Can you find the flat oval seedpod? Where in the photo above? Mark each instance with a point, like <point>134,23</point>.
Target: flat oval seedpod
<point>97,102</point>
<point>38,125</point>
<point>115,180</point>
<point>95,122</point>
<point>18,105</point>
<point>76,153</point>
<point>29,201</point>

___

# Challenge:
Please put every line of the rows above into a JSON list of strings, with one string per line and no blank lines.

# The completed task:
[
  "Can you find the flat oval seedpod? Where in the photo above? Mark each instance with a point, like <point>134,23</point>.",
  "Target: flat oval seedpod",
  "<point>97,102</point>",
  "<point>38,125</point>",
  "<point>115,180</point>",
  "<point>95,122</point>",
  "<point>18,105</point>",
  "<point>76,153</point>",
  "<point>29,201</point>"
]